▶ _設問 A_
課題文で筆者は、番組について「あまり参考にしない方が良いかと思います」と述べている。その直前で筆者が挙げている理由を、1〜2文で説明しなさい。
▶ _設問 B_
課題文の内容について、次の問いに答えなさい。
(i) 番組に出演した筆者の知り合いは、どのような立場の人々だったか。
(ii) 建築主が忙しい場合や専門性が必要な判断に迫られた場合、誰が判断して現場を進めるか。
(iii) 番組はタイトルの前に何という語をつけているか。

福味健治(ふくみけんじ) / 一級建築士

岡田一級建築士事務所

コラム

ビフォーアフターの匠さんって何者???

2018年5月7日 公開 / 2018年8月18日更新

テーマ:【カフェテラス】

コラムカテゴリ:住宅・建物

ビフォーアフターは見世物にしか見えない

ビフォーアフターを見てていつも不思議に思うのが、困ってる人の前に現れる「匠さん」。颯爽と現れて建物を一目見て、建築主不在の現場を思いっきりぶち壊して行きます。
あの「匠さん」は何者なのでしょう???
実は知り合いも何人か出演していまして、それらの方はことごとく設計事務所の所長さん(建築家)でした。
例外もあるでしょうが実際には設計事務所の所長さんが、仕事として金槌や鋸を使う事はありません。
名曲を奏でてるオーケストラの指揮をしていた小澤征爾が、突然タクトを放り出してラッパを吹き出すようなものです。
いくら名指揮者と云ってもプロの奏者を差し置いて突然身勝手な行動はとらないでしょう。

ビフォーアフターは見ていて参考になるか?

ビフォーアフターの建築手順は実際のリフォームからは逸脱した経過を辿りますのであくまでも演出されたショーだと思っています。ですのであまり参考にしない方が良いかと思います。
素人さんが見れば色々なアイデアを楽しめて面白いかなとは思いますが・・・匠さんの造る素人の工作を見て感動する人が本当にいるのでしょうか。
また、デザインやアイデアはその道のプロであれば誰でも一家言持っています。ですのでどうしても、自分ならああするこうすると批判的な目で見てしまい、楽しんで見ることが出来ません。
また、数値で理解し易い耐震性能・温熱性能と云った情報が欠落していますので参考にも出来ません。
仮に南の庭に向けて吹き抜けの大開口を設けて「なんということでしょう・・・」と云われても、夏場に汗だくのお施主さんから「なんということでしょう!!!」と云われないかなぁ・・・と不安に思ってしまいます。

本当の建築工事は建築主が主役です

何も言わないで、完成した現場に建築主を招待して「さあどうぞ」みたいな事は絶対にしません。可能な限り打ち合わせを行い、質疑と承認を繰り返しながら現場は進行して行きます。建築主が忙しい場合や専門性が必要な判断に迫られた場合に建築主の代理人である建築士が判断し現場を進めて行きます。
ビフォーアフターはタイトルの前に劇的とつけているので、劇的にする演出が必要なのです。実際はもっと地道に一つ一つ手順を踏んで現場は進みます。

▶ _提供データ_
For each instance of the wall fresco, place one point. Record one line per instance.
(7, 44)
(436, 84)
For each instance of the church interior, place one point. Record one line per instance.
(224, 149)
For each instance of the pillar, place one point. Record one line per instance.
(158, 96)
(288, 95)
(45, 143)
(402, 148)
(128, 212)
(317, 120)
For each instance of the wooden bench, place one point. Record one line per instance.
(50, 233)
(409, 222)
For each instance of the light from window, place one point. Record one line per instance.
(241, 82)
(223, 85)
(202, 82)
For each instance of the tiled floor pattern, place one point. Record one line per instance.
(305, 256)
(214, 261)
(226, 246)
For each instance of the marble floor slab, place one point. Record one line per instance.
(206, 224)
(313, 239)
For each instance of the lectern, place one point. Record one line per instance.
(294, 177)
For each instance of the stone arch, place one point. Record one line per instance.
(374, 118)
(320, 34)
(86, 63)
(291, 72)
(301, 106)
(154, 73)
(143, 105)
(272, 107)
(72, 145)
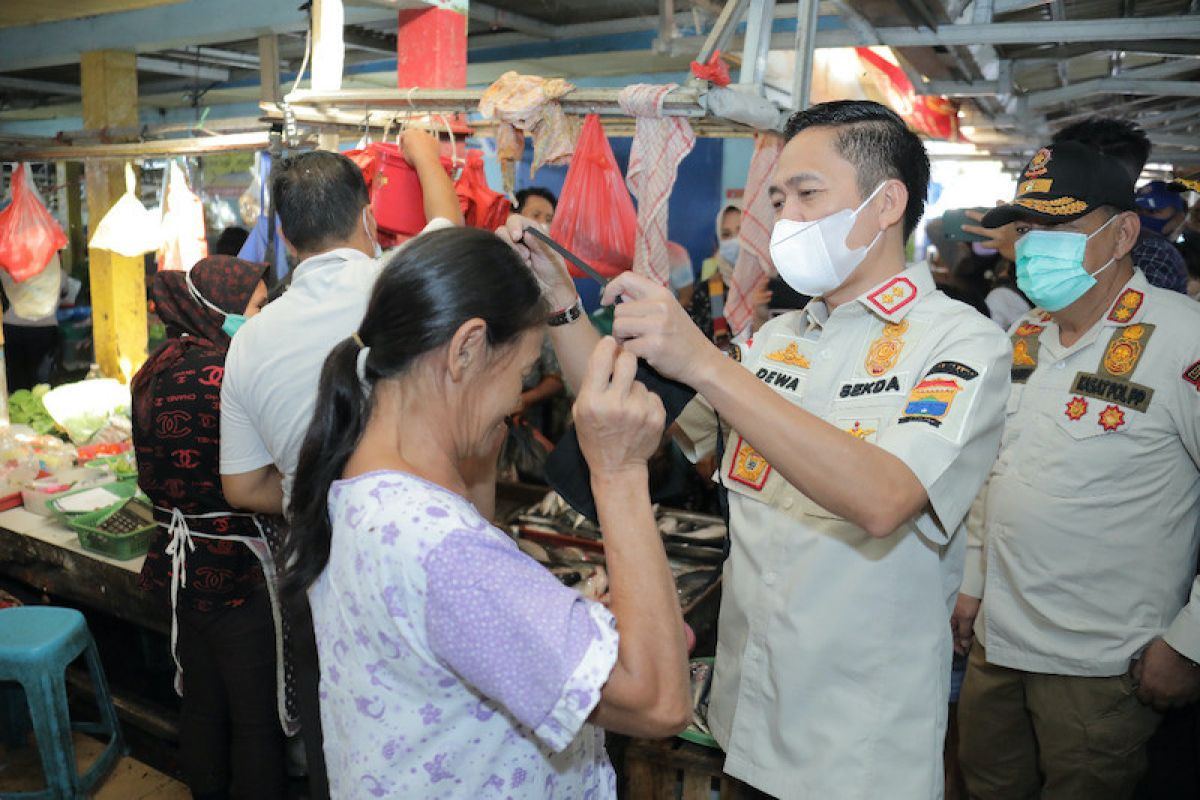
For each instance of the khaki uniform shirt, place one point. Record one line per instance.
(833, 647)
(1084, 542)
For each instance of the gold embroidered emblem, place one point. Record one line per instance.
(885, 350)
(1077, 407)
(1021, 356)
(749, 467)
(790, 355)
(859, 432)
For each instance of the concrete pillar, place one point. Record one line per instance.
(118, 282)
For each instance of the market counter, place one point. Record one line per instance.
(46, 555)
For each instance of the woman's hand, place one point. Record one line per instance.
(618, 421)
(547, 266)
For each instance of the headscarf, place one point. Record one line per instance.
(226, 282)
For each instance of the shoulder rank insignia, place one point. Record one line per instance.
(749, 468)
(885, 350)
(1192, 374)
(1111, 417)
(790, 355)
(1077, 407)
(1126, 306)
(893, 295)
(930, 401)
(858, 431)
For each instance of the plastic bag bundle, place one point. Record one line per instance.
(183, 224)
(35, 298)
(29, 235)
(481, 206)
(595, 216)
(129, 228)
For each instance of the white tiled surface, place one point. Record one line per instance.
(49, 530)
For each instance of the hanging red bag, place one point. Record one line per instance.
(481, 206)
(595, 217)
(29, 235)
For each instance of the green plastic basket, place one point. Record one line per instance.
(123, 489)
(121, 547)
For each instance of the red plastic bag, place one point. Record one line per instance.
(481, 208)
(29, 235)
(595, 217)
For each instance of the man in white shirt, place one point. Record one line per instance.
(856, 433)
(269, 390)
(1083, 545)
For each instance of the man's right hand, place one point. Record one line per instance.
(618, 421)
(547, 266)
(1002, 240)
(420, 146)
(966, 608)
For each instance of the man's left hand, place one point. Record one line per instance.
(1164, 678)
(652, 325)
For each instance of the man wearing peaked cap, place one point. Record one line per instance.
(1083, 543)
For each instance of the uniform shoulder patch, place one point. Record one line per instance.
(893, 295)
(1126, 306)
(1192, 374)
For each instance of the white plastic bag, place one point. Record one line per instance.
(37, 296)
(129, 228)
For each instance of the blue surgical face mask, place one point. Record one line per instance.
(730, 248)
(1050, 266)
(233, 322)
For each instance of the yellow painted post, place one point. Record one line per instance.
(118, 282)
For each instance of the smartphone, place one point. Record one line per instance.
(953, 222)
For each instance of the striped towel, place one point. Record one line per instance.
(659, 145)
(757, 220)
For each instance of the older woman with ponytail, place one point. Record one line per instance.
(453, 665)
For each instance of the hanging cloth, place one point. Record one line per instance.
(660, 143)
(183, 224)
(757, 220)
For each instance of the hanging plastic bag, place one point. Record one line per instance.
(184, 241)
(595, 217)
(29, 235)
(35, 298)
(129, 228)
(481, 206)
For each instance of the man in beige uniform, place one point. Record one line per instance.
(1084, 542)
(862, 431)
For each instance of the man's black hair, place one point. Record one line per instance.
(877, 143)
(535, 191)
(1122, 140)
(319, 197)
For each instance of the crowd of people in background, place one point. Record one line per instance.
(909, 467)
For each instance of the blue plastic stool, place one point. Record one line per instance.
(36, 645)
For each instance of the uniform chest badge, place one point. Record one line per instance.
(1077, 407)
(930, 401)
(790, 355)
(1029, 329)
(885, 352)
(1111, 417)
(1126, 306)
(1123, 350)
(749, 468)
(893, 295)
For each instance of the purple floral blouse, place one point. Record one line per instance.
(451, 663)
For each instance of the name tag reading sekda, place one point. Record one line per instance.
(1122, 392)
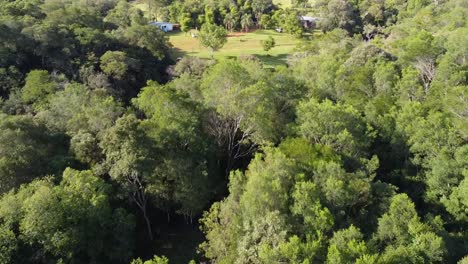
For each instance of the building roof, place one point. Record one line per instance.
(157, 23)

▶ _解答 A_
番組の建築手順は実際のリフォームから逸脱した経過を辿るため、筆者は番組をあくまでも演出されたショーだと考えているからである。

▶ _解答 B_
(i) 設計事務所の所長さん(建築家)
(ii) 建築主の代理人である建築士
(iii) 劇的